**Work task A:** According to the text about the rabbit virus release, at how many sites across Otago did the council release the virus?
**Work task B:** From the text about the rabbit virus release, copy the part from "The Ministry for" up to and including "until the weekend.", swapping "mid-March" for "early April".

**Source extract:**
--------------------------------------------------

Dr Duckworth said while the release might not have met individual people's expectations, "to date it's pretty much what we thought might happen."

"If you're looking at a 25% to 40% reduction in rabbits, it's not easy to do that just looking over the fence. That's why you've got to allow us to undertake standardised rabbit counts, monitoring that's planned for the next few weeks and months.

"We were expecting a slow build of infection. This is a naturally spreading epidemic; we are expecting it to build more slowly and rabbits to continue to die for eight weeks or more. That's the message we tried to tell farmers, and some people have either not heard the message or they just really want it to be like it was in 1997."

The Ministry for Primary Industries gave permission to a national rabbit co-ordination group to import the virus in late February, and the council, a member of the group, released the virus from mid-March, at 100 sites across Otago.

Environment Canterbury chief operating officer Nadeine Dommisse said the results in Canterbury appeared to be variable, though the field work for the "detailed post-release study" in Canterbury was not due to begin until the weekend.

--------------------------------------------------

**Data provided:**
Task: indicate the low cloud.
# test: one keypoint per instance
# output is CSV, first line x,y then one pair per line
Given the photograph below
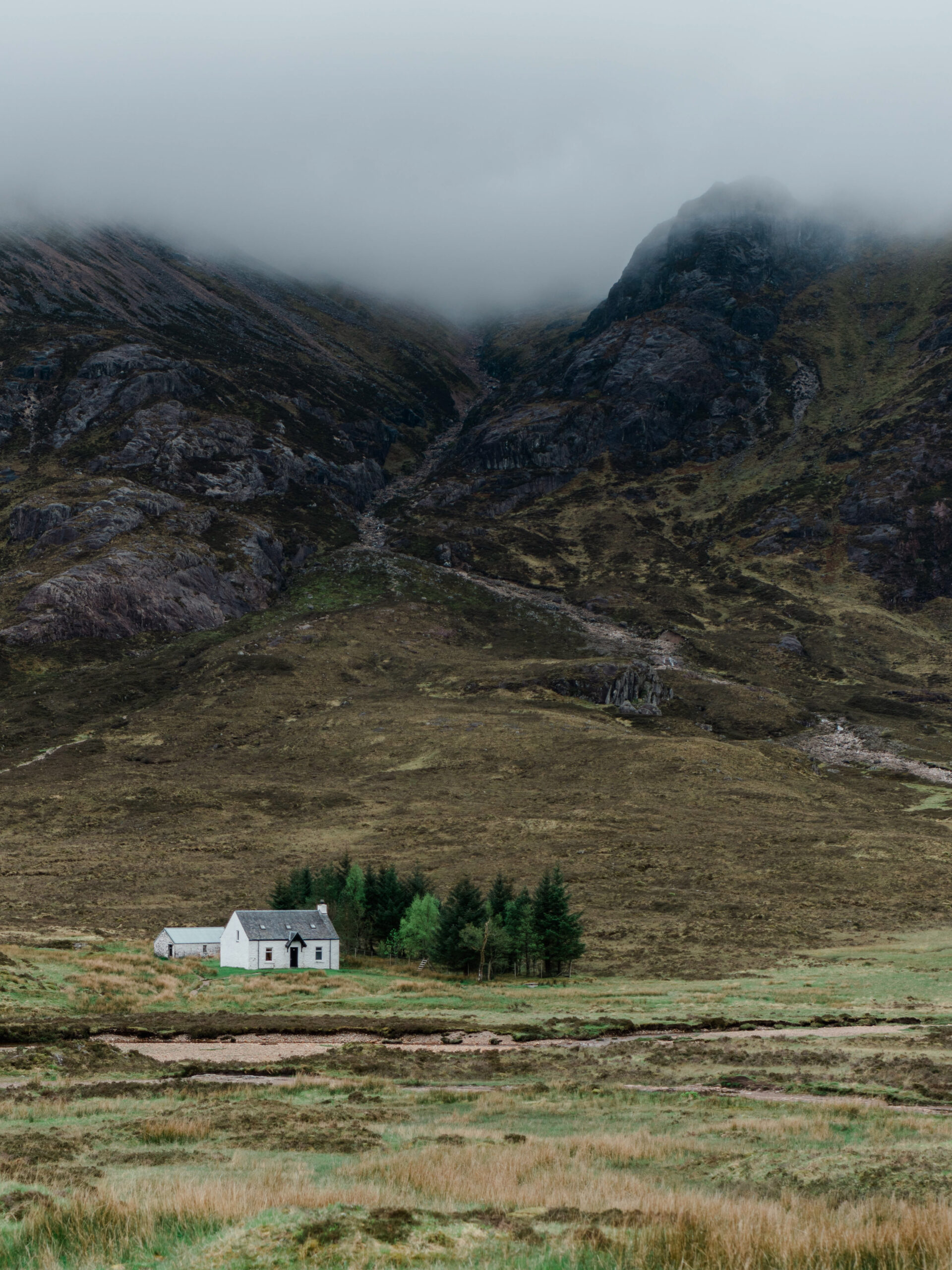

--------------------------------------------------

**Exercise answer A:** At 100 sites.

**Exercise answer B:**
The Ministry for Primary Industries gave permission to a national rabbit co-ordination group to import the virus in late February, and the council, a member of the group, released the virus from early April, at 100 sites across Otago.

Environment Canterbury chief operating officer Nadeine Dommisse said the results in Canterbury appeared to be variable, though the field work for the "detailed post-release study" in Canterbury was not due to begin until the weekend.